Ahhh, Rocco! New leaf is my very first animal crossing game and when I first got it I really only played late at night so I bonded a lot with him.
But I also really love Broffina and Sparro. :y


----------



## mayordan (Jun 18, 2014)

Gayle or Pudge ; v ;
theyre both just so perf ok
2qt4me


----------



## Suathiel (Jun 18, 2014)

I have trouble deciding if it would be Vladimir or Carmen, I love them both.

Vladimir is a cranky cub, this combination is just adorable and I enjoy chatting with him a lot. He may be crnanky but he is a very nice person, just grumpy and not showing it at first. I could imaging becoming real life friends with him, if this was possible.

And Carmen is just cute and crazy (in a good way), a little, cute weirdo. She was the first of my villagers I met. Her theories and comments, when we meet a lot are just the best xD


----------



## MayorSaki (Jun 18, 2014)

I really love Cally, she's one of my fave normals and a really cute squirrel c:


----------



## LyraVale (Jun 18, 2014)

I think the only tier 5 villagers I have are Sparro and Monique. Monique was a dreamie from very early on, since I heard (and now agree) that she looks like Marilyn Monroe. At first when I got her, I was regretting it, because she's a snooty. But once we became friends, and I got her in a cuter top that doesn't clash with her, like the original top she comes with, I started to see how lovely she is. Now we're totally friends, and she's amazing. Sparro was a starter and I didn't know anything about him. But I realized pretty fast that he's hilarious. He's a jock, and a tiny bird, and just adorable. He makes me llol all the time, and I must have taken a thousand pics of him saying random things. So they are both my tier 5 dreamies now, and I don't want them to ever leave me.


----------



## milkysugar (Jun 18, 2014)

Midge! She's actually one of my dreamies c:


----------



## Queen Greene (Jun 18, 2014)

Nate! I love his enormous eyebrows. :V


----------



## Pirate (Jun 18, 2014)

Considering I don't know who most of them are without pictures of them, I'll just go with one I do know... Puddles.


----------



## MightyMunchlax (Jun 18, 2014)

------------------------------

#### EXERCISE TASK 1:
Can you repeat the part of the forum thread between "Vladimir is a" and "this was possible.", inclusive, word for word?
#### EXERCISE TASK 2:
Answer these questions about the forum thread:
(a) According to Suathiel, which villager was the first one Suathiel met?
(b) What kind of animal is Cally, according to MayorSaki?
(c) What does Queen Greene love about Nate?

------------------------------

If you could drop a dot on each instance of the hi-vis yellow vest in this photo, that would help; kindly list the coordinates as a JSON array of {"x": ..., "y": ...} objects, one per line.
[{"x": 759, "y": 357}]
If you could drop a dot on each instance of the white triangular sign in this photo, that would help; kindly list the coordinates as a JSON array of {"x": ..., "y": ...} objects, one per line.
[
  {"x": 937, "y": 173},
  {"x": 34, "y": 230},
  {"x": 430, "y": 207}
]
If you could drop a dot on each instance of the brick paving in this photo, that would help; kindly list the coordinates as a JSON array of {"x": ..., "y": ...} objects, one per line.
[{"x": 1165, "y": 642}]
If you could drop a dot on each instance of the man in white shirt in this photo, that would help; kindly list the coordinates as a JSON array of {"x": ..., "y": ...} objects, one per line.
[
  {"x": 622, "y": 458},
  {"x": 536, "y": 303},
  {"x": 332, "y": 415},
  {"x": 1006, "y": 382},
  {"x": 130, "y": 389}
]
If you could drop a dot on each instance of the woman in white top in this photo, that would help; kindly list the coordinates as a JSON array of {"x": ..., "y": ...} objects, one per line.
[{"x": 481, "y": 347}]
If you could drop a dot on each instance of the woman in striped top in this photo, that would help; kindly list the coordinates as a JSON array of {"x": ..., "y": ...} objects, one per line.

------------------------------

#### TASK ANSWER 1:
Vladimir is a cranky cub, this combination is just adorable and I enjoy chatting with him a lot. He may be crnanky but he is a very nice person, just grumpy and not showing it at first. I could imaging becoming real life friends with him, if this was possible.

#### TASK ANSWER 2:
(a) Carmen
(b) A squirrel
(c) His enormous eyebrows